Please give back the listing below word for word, without the images.

▶ **EXERCISE MATERIAL**
=====
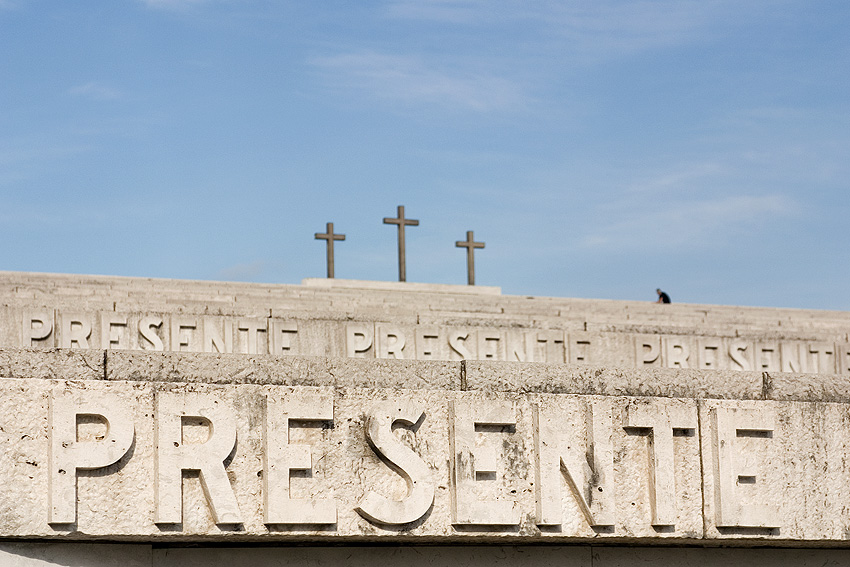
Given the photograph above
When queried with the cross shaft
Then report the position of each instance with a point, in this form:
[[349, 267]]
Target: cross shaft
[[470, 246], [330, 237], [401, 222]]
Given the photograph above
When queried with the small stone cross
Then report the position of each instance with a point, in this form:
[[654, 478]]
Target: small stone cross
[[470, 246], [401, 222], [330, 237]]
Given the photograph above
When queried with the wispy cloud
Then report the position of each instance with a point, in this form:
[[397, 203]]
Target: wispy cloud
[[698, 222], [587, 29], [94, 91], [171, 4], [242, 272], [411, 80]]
=====
▶ **ANSWER TO THIS TASK**
Given the photograph above
When queried with the cross shaft
Then report the position of each instance with a point, in this form:
[[349, 267]]
Target: cross shaft
[[470, 246], [330, 237], [401, 222]]
Given the photograph above
When queried with the small stone cross
Then report the position of each instance with a point, in this form:
[[654, 478]]
Target: small stone cross
[[470, 246], [401, 222], [330, 237]]
Given the photograph above
When queried with the wispy cloud
Then report the position of each instance with a point, in this form:
[[397, 203]]
Target: wispy cloud
[[698, 222], [587, 29], [94, 91], [171, 4], [242, 272], [411, 80]]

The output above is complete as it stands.